本文:

*****

僕の人生に間違いなく影響を与えた人です。
初日の11/4(土)東京国際フォーラム、僕はその最前列にいました。
3回目の来日で、「最後の奇跡」と銘打たれた今回のツアー。
きっと年齢的にも、日本で最後のコンサートだと思います。
ライブって、自分が演奏する分には全然問題ないんですが、
実はちょっぴり億劫なんですよ。
知人に会ってしまったり、周りの会話や雑音が耳に入ってしまったりして…。
だから、ライブ盤を家で一人で聴くのが好き、なんて公言しています(笑)。
ただ、今回は違いました。
ジョアンと僕の間の空間には、もう何もありません。
そして、信じられないことが起こりました。
僕とジョアンは目で会話してしまったのです(おいおい、笑)
彼こそが、ボサノバの神様、ボッサそのもの。

===

東京国際フォーラムの1列目32番。
センターよりも、一つだけ下手よりの席だ。
ヤバイな、って僕は心の中で呟いていた。
だってジョアンは右利きだから、ギター弾きは正面より右に体が向くんだ。
色んな人が、“ジョアンが自分の為に歌ってくれているような”
と感想を述べているけれども、今回は僕が完全にそれだ。
体の向きから何まで、もうシチュエーションは最高な訳である。

開演時間を過ぎても、ジョアンはまだ会場入りしていない。
アーティストの到着が遅れています、的なアナウンスが場内に流れる。
お客さんは慣れたもので、あたたかい笑いが起こる。
僕は中止になってしまわないかと、冷や冷やもんである。

当然、開始まで時間が出来たということなので、飲み物を買いにロビーへ。
すると突然、“あれっ、山崎さん、どうして?”と知らない女性に話しかけられた。
人間というのは不思議なもので、僕はほんの一瞬だけではあるけれども、
山崎さんとして人生を過ごしてきたかのような錯覚に陥った。
単純には人違いだったんだけれど、
そんなことで揺らぐ“中井さんの人生”って薄いなぁ、とつくづく考えては悲しくなってしまう。

ホットコーヒーを飲んでいると、発見してしまった。
やはり、知っている人に会ってしまったのだ。
相手は気が付いていないから、こちらも気が付かなかったことにすればいいのだけれど、
それでは何か自分の中に敗北感を感じる、そんな損な性質(たち)なのだ。
“どうも、仁さん、こんにちは。”
二人、しばらく沈黙。
ひ、人違いだった!
顔から火が出るくらい恥ずかしい、とはこのことだな、うん。

*****

[コレクションから抽出したデータ]
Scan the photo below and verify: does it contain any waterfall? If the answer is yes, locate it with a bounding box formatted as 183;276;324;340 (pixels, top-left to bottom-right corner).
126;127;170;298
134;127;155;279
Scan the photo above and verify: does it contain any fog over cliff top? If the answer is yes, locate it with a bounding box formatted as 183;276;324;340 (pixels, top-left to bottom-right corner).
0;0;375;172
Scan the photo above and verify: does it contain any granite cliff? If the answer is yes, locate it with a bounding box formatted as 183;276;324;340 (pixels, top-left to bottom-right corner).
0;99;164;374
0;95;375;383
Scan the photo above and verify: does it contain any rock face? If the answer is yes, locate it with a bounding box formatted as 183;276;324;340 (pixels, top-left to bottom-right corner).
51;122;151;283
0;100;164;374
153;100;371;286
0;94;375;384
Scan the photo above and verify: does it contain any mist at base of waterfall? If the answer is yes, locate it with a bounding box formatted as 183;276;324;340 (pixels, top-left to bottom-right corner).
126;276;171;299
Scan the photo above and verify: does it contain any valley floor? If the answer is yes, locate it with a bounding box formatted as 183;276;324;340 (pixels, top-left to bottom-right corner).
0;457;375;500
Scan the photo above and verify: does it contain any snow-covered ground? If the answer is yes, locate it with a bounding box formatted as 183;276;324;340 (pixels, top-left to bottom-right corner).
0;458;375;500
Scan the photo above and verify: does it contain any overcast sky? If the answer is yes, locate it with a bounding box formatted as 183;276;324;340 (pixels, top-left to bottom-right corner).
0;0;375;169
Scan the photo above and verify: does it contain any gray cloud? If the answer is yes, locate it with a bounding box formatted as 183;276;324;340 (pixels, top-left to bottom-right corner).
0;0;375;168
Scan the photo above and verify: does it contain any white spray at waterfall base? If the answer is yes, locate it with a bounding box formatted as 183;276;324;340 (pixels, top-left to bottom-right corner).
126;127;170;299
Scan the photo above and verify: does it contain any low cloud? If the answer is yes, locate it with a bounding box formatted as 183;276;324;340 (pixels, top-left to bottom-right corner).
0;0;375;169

*****

本文の「センターよりも、一つだけ下手よりの席だ。」から「お客さんは慣れたもので、あたたかい笑いが起こる。」までの部分を、一字も変えずに書き写してください。

解答:
センターよりも、一つだけ下手よりの席だ。
ヤバイな、って僕は心の中で呟いていた。
だってジョアンは右利きだから、ギター弾きは正面より右に体が向くんだ。
色んな人が、“ジョアンが自分の為に歌ってくれているような”
と感想を述べているけれども、今回は僕が完全にそれだ。
体の向きから何まで、もうシチュエーションは最高な訳である。

開演時間を過ぎても、ジョアンはまだ会場入りしていない。
アーティストの到着が遅れています、的なアナウンスが場内に流れる。
お客さんは慣れたもので、あたたかい笑いが起こる。